**EXERCISE TASKS**
1 – According to the article on international cooperation against the coronavirus, what position does Peter Jay Hotez hold?
2 – Reproduce the passage of the coronavirus cooperation article from "Tedros Adhanom Ghebreyesus, director-general" up to and including "rational precautionary measures.", word for word.

Int’l cooperation needed to fight NCP

BY HOU LI | 02-12-2020
(Chinese Social Sciences Today)
 
Two Pakistani doctors work with a local colleague to help curb the spread of contagion, in Wenzhou, Zhejiang Province, Feb. 8, 2020. Scholars throughout the world are calling on all parties to enhance multilateral cooperation. Photo: Weng Xinyang/XINHUA
 

 
BOSTON—Since the outbreak of novel coronavirus pneumonia (NCP), the Chinese government and its people have been making an all-out effort to fight an arduous war. Meanwhile, scholars throughout the world are calling on all parties to enhance multilateral cooperation and construct mechanisms to curb the spread of contagion.
 
Tedros Adhanom Ghebreyesus, director-general of the WHO, said that the WHO has spoken highly of the decisive measures that China has taken, which reflects China’s high sense of responsibility not only for its own people but also for reducing the spread of the virus to other countries. 
 
In response to the China-related travel bans imposed by many countries and territories, Tedros called on the international community to remain calm and not overreact. Countries need to take all factors into consideration and adopt scientific and rational precautionary measures. 
 
Peter Jay Hotez, dean of the National School of Tropical Medicine at Baylor College of Medicine, said that China has taken strict and comprehensive prevention and control measures. The WHO declared a global public health emergency against the coronavirus mainly to protect countries with poor public health capabilities. Overreaction does nothing but hinder global cooperation. 
 
A visiting scholar at Harvard Medical School said that his ethnic Chinese colleagues have been following the epidemic closely. Many people around him have even gone to China to offer their help. The scholar believed that the medical community should offer more humanitarian aid to China, a responsible and helpful country that deserves more support from the international community.

**EXTRACTED INFORMATION**
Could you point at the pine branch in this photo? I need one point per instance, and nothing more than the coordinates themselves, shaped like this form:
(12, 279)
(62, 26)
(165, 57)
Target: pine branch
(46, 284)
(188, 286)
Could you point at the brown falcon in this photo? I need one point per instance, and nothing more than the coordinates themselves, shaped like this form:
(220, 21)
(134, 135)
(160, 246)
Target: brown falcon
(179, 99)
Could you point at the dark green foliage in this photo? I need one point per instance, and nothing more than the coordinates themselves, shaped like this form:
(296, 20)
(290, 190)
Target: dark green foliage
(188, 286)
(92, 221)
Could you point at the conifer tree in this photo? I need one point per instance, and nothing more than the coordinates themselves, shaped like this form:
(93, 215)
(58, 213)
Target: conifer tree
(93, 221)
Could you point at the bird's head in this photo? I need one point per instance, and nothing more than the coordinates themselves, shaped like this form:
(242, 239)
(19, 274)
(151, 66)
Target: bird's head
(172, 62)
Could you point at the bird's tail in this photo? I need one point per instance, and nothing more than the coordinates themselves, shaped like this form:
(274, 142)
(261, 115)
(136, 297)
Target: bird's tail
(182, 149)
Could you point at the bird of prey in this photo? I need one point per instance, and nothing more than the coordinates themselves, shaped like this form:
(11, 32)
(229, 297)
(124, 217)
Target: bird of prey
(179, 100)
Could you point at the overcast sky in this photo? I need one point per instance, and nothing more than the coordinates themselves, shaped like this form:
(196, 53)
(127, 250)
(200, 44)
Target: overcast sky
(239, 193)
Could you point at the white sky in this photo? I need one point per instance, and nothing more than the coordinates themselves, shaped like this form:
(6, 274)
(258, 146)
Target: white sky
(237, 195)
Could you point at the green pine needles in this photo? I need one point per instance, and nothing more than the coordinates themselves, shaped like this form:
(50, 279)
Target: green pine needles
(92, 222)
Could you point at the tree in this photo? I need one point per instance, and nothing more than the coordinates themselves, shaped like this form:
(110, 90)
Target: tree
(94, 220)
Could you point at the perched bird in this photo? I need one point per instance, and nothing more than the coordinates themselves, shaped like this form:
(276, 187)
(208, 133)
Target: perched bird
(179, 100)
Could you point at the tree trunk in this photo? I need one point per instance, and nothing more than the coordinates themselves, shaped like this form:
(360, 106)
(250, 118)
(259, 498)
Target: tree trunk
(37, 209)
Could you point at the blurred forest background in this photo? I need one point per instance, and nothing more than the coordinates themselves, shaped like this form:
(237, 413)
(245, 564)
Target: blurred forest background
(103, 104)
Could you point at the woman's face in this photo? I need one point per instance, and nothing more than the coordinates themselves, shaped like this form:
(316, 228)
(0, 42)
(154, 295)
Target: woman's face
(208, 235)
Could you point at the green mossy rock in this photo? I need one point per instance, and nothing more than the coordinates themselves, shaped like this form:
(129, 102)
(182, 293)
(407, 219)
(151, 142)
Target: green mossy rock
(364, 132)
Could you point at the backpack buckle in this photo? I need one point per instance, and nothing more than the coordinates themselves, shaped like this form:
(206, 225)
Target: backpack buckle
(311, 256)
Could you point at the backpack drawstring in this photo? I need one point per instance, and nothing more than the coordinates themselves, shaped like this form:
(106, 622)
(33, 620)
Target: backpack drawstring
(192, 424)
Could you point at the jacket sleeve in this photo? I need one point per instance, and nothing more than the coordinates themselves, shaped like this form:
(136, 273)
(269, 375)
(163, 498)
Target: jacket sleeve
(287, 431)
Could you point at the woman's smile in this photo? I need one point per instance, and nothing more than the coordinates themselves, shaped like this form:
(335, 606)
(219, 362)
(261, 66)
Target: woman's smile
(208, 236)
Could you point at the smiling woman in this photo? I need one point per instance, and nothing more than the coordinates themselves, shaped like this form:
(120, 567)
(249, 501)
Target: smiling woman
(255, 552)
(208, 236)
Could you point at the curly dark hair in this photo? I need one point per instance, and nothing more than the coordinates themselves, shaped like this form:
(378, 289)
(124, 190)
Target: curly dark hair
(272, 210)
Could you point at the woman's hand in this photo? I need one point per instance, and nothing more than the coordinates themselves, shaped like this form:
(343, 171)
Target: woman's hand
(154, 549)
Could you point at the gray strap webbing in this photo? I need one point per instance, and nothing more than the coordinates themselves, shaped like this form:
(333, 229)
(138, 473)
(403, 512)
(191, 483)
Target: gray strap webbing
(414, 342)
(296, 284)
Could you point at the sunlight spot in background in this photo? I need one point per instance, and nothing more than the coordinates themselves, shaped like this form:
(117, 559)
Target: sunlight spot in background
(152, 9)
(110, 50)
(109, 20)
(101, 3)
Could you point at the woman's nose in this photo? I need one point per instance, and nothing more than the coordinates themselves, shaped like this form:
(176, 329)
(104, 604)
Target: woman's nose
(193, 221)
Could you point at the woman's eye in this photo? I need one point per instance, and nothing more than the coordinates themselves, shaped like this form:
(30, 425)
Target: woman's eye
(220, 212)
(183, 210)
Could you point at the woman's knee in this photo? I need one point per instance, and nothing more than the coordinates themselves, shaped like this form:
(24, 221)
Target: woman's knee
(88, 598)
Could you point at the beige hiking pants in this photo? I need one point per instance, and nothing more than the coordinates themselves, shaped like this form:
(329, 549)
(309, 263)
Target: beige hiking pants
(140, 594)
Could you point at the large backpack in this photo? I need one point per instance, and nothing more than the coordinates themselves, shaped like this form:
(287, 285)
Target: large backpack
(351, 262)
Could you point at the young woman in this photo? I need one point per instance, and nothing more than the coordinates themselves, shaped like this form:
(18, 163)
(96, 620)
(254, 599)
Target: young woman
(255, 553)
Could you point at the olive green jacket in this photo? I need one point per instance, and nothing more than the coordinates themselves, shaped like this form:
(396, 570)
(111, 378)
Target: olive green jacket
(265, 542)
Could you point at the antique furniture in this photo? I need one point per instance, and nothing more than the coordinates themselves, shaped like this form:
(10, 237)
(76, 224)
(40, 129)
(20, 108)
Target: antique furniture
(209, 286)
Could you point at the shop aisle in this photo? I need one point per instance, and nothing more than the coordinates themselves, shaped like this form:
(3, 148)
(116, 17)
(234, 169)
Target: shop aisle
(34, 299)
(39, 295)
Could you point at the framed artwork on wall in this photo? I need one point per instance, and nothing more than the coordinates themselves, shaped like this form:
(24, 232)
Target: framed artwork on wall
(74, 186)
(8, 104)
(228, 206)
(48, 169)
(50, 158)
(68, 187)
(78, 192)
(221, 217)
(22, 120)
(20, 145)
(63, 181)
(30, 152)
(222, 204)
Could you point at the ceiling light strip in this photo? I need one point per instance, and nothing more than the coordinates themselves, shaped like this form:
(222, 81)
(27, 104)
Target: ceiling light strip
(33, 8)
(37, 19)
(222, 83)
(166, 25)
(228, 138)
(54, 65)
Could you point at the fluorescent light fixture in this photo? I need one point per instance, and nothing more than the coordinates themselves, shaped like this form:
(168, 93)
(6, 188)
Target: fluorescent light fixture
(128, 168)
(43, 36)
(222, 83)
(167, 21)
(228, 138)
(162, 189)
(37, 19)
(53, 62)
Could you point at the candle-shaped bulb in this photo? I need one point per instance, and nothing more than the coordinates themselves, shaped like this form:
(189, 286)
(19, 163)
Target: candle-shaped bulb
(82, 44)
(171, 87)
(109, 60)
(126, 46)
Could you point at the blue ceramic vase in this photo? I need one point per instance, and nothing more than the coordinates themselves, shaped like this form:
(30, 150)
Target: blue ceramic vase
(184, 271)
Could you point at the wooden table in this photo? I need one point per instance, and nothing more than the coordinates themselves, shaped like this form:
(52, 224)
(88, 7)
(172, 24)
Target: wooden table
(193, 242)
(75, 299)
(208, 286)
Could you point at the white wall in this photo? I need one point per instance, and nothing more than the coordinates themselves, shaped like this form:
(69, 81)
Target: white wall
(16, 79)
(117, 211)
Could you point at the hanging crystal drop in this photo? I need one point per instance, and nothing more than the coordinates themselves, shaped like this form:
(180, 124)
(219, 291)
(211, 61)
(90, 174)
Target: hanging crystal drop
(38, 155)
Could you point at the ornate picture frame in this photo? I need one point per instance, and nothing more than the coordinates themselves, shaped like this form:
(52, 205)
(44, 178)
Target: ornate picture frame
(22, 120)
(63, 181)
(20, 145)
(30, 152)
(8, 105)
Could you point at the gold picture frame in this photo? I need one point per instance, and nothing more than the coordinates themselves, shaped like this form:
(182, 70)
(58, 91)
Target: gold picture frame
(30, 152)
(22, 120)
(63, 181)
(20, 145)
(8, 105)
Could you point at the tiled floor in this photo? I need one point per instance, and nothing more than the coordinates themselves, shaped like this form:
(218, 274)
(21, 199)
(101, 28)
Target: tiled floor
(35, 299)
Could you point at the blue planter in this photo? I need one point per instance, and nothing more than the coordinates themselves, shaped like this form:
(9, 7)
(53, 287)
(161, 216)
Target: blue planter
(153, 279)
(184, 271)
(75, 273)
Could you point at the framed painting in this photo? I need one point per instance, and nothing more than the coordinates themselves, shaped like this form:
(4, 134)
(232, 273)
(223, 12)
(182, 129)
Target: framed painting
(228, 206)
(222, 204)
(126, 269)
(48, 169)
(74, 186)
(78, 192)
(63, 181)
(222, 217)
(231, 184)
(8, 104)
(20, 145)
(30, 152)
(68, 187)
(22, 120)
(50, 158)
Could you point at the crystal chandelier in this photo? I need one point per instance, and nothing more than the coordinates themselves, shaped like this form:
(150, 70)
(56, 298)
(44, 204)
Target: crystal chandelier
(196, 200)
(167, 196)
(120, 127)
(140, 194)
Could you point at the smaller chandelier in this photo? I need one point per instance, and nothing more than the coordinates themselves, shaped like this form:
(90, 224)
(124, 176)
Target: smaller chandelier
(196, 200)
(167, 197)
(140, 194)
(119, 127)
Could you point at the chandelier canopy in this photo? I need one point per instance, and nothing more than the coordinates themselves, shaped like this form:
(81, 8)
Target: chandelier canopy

**EXERCISE RESULTS**
1 – Dean of the National School of Tropical Medicine at Baylor College of Medicine

2 –
Tedros Adhanom Ghebreyesus, director-general of the WHO, said that the WHO has spoken highly of the decisive measures that China has taken, which reflects China’s high sense of responsibility not only for its own people but also for reducing the spread of the virus to other countries. 
 
In response to the China-related travel bans imposed by many countries and territories, Tedros called on the international community to remain calm and not overreact. Countries need to take all factors into consideration and adopt scientific and rational precautionary measures.